▸ Records provided:
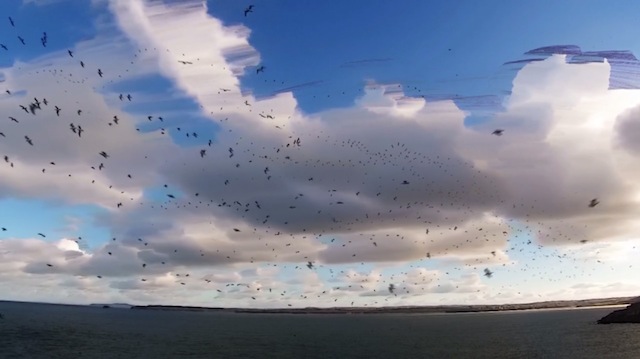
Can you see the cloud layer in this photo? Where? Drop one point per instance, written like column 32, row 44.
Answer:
column 390, row 181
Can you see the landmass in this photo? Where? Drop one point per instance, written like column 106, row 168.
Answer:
column 630, row 314
column 565, row 304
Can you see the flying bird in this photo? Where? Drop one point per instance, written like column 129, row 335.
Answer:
column 487, row 273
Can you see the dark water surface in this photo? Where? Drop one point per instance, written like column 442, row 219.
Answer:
column 50, row 331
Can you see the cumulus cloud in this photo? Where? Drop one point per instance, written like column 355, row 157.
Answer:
column 391, row 179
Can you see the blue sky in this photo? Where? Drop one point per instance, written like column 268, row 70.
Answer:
column 321, row 61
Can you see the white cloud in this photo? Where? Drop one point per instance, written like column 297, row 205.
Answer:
column 389, row 180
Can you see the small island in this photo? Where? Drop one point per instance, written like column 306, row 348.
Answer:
column 630, row 314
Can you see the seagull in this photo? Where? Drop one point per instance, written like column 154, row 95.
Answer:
column 248, row 10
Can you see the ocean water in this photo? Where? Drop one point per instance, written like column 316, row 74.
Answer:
column 50, row 331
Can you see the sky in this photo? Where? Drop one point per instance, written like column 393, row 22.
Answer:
column 318, row 153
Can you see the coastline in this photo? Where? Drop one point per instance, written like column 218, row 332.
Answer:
column 446, row 309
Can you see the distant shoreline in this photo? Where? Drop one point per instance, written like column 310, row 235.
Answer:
column 440, row 309
column 447, row 309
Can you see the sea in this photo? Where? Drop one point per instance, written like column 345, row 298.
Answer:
column 54, row 331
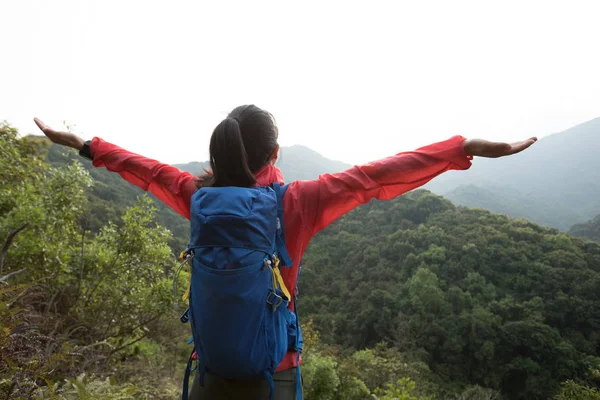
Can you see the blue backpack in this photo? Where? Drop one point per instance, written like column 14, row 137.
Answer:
column 238, row 303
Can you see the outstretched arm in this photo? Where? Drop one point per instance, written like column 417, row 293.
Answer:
column 171, row 185
column 330, row 196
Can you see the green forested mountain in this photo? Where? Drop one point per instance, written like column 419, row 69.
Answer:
column 410, row 299
column 478, row 297
column 110, row 194
column 554, row 183
column 588, row 230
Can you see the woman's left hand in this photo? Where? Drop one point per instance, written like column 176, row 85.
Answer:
column 485, row 148
column 64, row 138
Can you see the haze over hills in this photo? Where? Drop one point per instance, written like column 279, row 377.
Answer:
column 296, row 163
column 555, row 183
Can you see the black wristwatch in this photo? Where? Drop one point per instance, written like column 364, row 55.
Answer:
column 85, row 150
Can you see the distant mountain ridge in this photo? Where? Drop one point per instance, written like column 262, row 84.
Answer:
column 295, row 162
column 554, row 183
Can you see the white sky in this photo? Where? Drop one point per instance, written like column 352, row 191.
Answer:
column 353, row 80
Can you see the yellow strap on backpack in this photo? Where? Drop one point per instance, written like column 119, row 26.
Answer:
column 186, row 295
column 278, row 279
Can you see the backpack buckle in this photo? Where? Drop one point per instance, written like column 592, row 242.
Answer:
column 274, row 300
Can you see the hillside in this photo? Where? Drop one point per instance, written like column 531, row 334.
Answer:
column 555, row 183
column 110, row 194
column 412, row 298
column 296, row 163
column 589, row 230
column 478, row 297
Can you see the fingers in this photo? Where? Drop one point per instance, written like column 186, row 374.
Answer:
column 520, row 146
column 40, row 124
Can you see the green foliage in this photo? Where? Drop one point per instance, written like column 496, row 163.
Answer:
column 478, row 298
column 80, row 301
column 88, row 388
column 401, row 390
column 588, row 230
column 321, row 380
column 572, row 390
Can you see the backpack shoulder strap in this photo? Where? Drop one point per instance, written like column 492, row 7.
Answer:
column 281, row 249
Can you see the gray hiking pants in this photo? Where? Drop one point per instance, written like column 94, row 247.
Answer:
column 216, row 388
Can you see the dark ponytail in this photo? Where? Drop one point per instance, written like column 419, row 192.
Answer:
column 240, row 146
column 228, row 156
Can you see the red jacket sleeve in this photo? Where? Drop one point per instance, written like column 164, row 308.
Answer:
column 330, row 196
column 168, row 183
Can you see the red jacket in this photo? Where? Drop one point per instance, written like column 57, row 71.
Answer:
column 309, row 206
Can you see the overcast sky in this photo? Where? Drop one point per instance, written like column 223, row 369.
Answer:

▸ Exercise prompt: The entries are to be restated word for word, and no picture should appear in the copy.

▸ Written solution:
Can you see the cloud layer in this photo? Where? Drop one point per instance, written like column 32, row 44.
Answer:
column 390, row 181
Can you see the landmass in this photo? Where? Drop one point per instance, written like column 106, row 168.
Answer:
column 630, row 314
column 565, row 304
Can you see the flying bird in this photo? Where? Drop one point per instance, written like column 129, row 335.
Answer:
column 487, row 273
Can you see the dark water surface in this photo? Where? Drop one point per instance, written like column 442, row 219.
Answer:
column 50, row 331
Can you see the cumulus cloud in this photo? Where? Drop one point per instance, written like column 355, row 157.
Answer:
column 391, row 179
Can you see the blue sky in this photo? Where? Drop one point per instance, written like column 268, row 70.
Answer:
column 321, row 61
Can you see the white cloud in this photo? Where? Drop one point per instance, written like column 297, row 205.
Answer:
column 389, row 180
Can you see the small island in this photo? Where? Drop one point per instance, written like column 306, row 348.
Answer:
column 630, row 314
Can you see the seagull in this photo? Where? Drop one point per instance, written like column 154, row 95.
Answer:
column 248, row 10
Can you see the ocean water in this photo? Where? Drop one point per instance, written like column 316, row 74.
Answer:
column 50, row 331
Can you see the sky in this photo? Where? Drop one point per instance, written like column 393, row 22.
Answer:
column 318, row 153
Can you see the coastline in this photo? Where? Drop one point per instance, written like column 218, row 332.
Answer:
column 446, row 309
Can you see the distant shoreline in this photo? Where? Drop one point per instance, written like column 310, row 235.
Answer:
column 440, row 309
column 447, row 309
Can you see the sea in this photo? Where? Drop one point per instance, written like column 345, row 298.
Answer:
column 54, row 331
Can you see the blue backpack in this photo? Where? Drop one point per instance, written like column 14, row 137.
Answer:
column 238, row 303
Can you see the outstretched arm in this photo? Where? Drop one point per instance, written like column 417, row 293.
Answer:
column 171, row 185
column 330, row 196
Can you see the green forested mountain in this photo? Where? Drop one point per instance, written like column 419, row 69.
Answer:
column 410, row 299
column 478, row 297
column 110, row 194
column 554, row 183
column 588, row 230
Can you see the woman's left hand in this photo? Where? Drop one point per instance, written like column 176, row 85.
Answer:
column 485, row 148
column 64, row 138
Can you see the haze over hills in this photo? Where? Drop one point per instance, written like column 279, row 377.
Answer:
column 296, row 163
column 555, row 183
Can you see the black wristwatch in this photo? Where? Drop one point per instance, written like column 364, row 55.
Answer:
column 85, row 150
Can you see the distant mountain ridge in this photo? Where? Drop one point per instance, written like column 262, row 84.
Answer:
column 295, row 162
column 554, row 183
Can you see the white sky in this photo? Where? Drop one point per instance, written like column 352, row 191.
Answer:
column 353, row 80
Can you see the yellow strap on backpack in this photo? Where? Drop one point per instance, written like column 119, row 26.
Answer:
column 186, row 295
column 278, row 279
Can you see the backpack buckle in this photo? Where? Drop one point per instance, written like column 592, row 242.
Answer:
column 274, row 300
Can you see the hillside in this photo? Where? Drop one point per instance, written like column 531, row 334.
Answer:
column 555, row 183
column 110, row 194
column 412, row 298
column 296, row 163
column 589, row 230
column 478, row 297
Can you see the fingers in this photo? Where? Drop one point per instance, written like column 186, row 374.
Answer:
column 520, row 146
column 40, row 124
Can you see the green foliage in this photo? Where? Drop one point per instance, written like column 496, row 163.
Answer:
column 478, row 298
column 80, row 301
column 88, row 388
column 401, row 390
column 588, row 230
column 321, row 380
column 572, row 390
Can you see the backpack shoulder strap in this photo? Where? Drop one point per instance, written like column 492, row 7.
Answer:
column 281, row 249
Can you see the gray hiking pants in this photo? Where? Drop one point per instance, written like column 94, row 247.
Answer:
column 216, row 388
Can you see the dark ponytail in this photo? Where? Drop one point per instance, written like column 419, row 192.
Answer:
column 240, row 146
column 228, row 156
Can you see the red jacket sleeve in this photo? Where? Drop one point per instance, written like column 164, row 308.
Answer:
column 330, row 196
column 168, row 183
Can you see the red jacket in this photo? Where? Drop one point per instance, written like column 57, row 71.
Answer:
column 309, row 206
Can you see the overcast sky in this photo? Where? Drop one point per instance, written like column 223, row 369.
Answer:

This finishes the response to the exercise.